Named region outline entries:
========

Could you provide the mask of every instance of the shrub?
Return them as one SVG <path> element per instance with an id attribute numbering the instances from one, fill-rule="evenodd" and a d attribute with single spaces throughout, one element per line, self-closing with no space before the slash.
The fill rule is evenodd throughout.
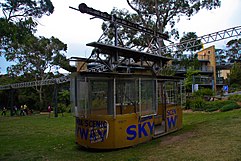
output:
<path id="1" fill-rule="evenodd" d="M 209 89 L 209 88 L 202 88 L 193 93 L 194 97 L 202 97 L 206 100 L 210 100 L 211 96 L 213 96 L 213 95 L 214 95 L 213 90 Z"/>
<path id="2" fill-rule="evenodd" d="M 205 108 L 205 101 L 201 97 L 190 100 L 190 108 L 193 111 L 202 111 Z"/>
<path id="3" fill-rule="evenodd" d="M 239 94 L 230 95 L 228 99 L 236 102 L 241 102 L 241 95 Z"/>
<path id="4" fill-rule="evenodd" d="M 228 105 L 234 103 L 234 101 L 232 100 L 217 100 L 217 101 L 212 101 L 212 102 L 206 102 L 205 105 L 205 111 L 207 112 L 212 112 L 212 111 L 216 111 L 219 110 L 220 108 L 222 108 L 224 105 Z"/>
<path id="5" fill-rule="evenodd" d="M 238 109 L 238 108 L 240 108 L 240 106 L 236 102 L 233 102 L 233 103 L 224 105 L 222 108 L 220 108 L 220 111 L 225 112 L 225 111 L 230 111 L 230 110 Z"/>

========

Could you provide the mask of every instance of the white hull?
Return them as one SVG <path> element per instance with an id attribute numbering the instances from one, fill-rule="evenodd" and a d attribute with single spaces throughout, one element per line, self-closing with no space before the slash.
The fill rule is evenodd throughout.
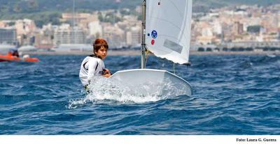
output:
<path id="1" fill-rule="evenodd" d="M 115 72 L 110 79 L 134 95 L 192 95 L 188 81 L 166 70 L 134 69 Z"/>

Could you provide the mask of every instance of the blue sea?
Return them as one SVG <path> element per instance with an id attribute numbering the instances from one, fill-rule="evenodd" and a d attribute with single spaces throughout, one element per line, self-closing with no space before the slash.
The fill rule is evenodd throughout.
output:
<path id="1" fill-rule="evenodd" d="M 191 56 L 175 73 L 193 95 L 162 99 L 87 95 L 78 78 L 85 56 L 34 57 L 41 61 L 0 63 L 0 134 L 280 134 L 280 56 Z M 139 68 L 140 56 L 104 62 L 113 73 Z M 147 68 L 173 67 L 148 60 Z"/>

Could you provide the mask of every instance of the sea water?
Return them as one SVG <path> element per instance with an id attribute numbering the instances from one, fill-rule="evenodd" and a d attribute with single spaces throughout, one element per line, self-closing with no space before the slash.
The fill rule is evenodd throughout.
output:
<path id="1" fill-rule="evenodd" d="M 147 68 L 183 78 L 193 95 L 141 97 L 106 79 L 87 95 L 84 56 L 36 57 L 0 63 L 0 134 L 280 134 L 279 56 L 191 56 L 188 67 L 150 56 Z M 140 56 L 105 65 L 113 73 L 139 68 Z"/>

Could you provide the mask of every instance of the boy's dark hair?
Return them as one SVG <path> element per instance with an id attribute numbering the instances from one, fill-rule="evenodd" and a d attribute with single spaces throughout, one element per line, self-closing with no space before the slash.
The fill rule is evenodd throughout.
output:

========

Arrange the entries between the lines holding "Could you provide the mask of every instance of the shrub?" and "205 108 L 205", inclusive, as a two-column CSV with the headers request and outline. Give one row per entry, with its text and its answer each in a single quoted field, line breaks replaced by spaces, and the pictures omitted.

request,outline
"Could you provide the mask of every instance of the shrub? Return them as one SVG <path> element per instance with an id attribute numbering the instances from one, fill-rule=""evenodd"" and a d attribute with single spaces throughout, one element per line, self-closing with no space before the slash. The fill rule is evenodd throughout. output:","<path id=""1"" fill-rule=""evenodd"" d=""M 209 89 L 209 88 L 202 88 L 193 93 L 194 97 L 202 97 L 206 100 L 210 100 L 211 96 L 213 96 L 213 95 L 214 95 L 213 90 Z""/> <path id=""2"" fill-rule=""evenodd"" d=""M 205 108 L 205 101 L 201 97 L 190 100 L 190 108 L 193 111 L 202 111 Z""/>"